● EXTRAIT DU DOCUMENT:
______________________________
DU RETARD DU CÔTÉ DU CANADA

Josée Fernandez, professeur au Département de génie informatique et génie logiciel à Polytechnique Montréal, estime que les méthodes d’authentification actuelles du Canada sont désuètes.

« C’est complètement ridicule qu’on soit encore au niveau d’un pays du tiers monde à ce chapitre. Dans un monde idéal, me faire voler mon numéro d’assurance sociale ou ma date de naissance ne devrait avoir aucun impact. Ce sont des informations très faciles à trouver, que l’on donne à tout vent. C’est ça, le vrai problème : nos méthodes d’authentification qui datent du XIXe siècle, au mieux du XXe siècle », affirme-t-il.

Éric Parent, PDG de la firme EVA Technologies, abonde dans le même sens. « Les experts disent qu’il y a deux sortes de gens : ceux qui ont été victimes d’une brèche et ceux qui ne savent pas qu’ils en ont été victimes », souligne-t-il.

Il estime que les renseignements des Canadiens ne devraient pas être confiés à des entreprises privées comme Equifax ou TransUnion. Selon lui, le rôle de protection devrait être confié au gouvernement. Les récentes difficultés des clients de Desjardins touchés par la fuite de données pour obtenir les services d’Equifax en sont, selon lui, la confirmation.

« Equifax et TransUnion n’auraient pas dû exister. Ce sont des entreprises qui sont là pour faire de l’argent, ce qui n’est pas le cas du gouvernement », insiste-t-il.
______________________________
● DONNÉES FOURNIES:
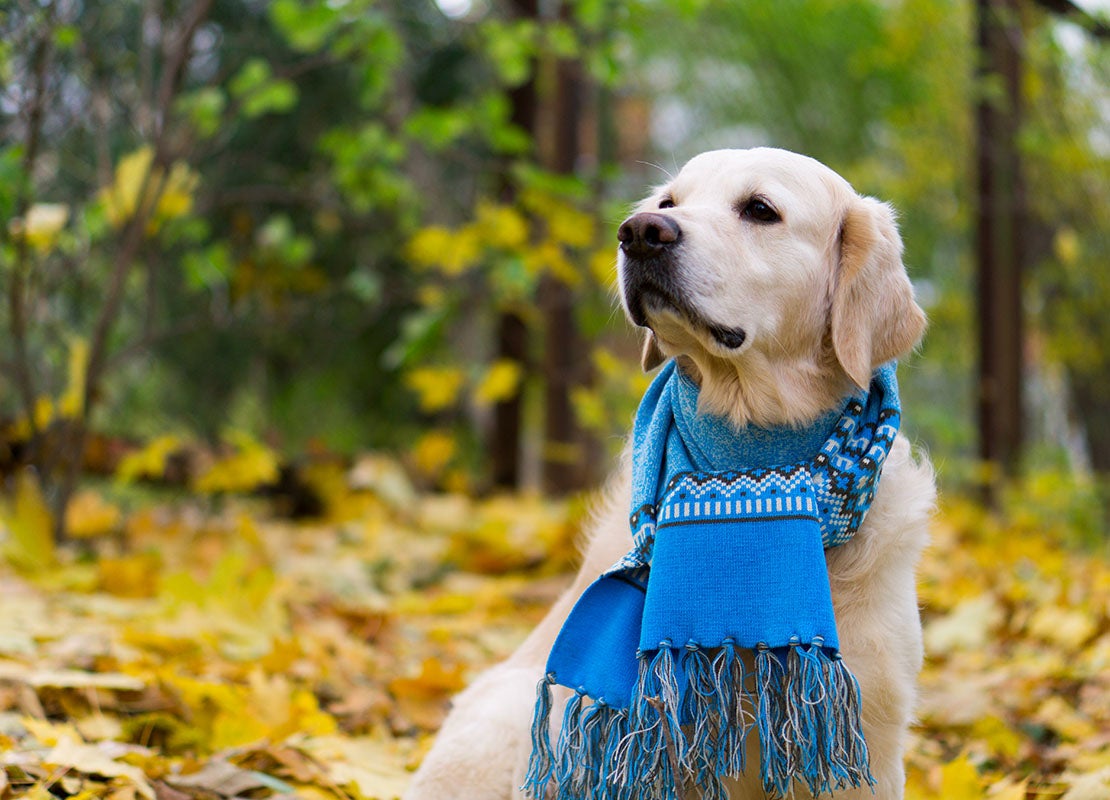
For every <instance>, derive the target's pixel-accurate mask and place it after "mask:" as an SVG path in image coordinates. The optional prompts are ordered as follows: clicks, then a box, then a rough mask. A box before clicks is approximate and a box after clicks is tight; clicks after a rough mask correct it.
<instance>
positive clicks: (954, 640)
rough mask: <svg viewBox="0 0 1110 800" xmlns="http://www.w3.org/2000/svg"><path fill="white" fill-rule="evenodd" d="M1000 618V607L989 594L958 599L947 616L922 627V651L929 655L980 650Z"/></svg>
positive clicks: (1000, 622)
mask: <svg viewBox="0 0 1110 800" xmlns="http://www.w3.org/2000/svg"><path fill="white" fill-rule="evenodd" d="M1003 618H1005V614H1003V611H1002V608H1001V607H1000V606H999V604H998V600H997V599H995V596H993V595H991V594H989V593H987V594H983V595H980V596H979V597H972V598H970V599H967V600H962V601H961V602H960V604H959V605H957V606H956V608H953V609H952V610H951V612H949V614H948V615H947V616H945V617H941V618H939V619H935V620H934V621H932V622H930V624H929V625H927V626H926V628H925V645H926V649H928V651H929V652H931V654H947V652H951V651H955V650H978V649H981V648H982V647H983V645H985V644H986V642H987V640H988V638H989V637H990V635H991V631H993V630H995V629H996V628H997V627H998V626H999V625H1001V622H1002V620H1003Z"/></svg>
______________________________
● VOTRE TRAVAIL:
1. D'après l'extrait, à qui Éric Parent veut-il confier la protection des renseignements des Canadiens ?
2. Dans l'extrait, reprenez mot pour mot le passage qui va de « DU RETARD DU » jusqu'à « Canada sont désuètes. ».

● CORRIGÉ DES EXERCICES:
1. Au gouvernement.

2.
DU RETARD DU CÔTÉ DU CANADA

Josée Fernandez, professeur au Département de génie informatique et génie logiciel à Polytechnique Montréal, estime que les méthodes d’authentification actuelles du Canada sont désuètes.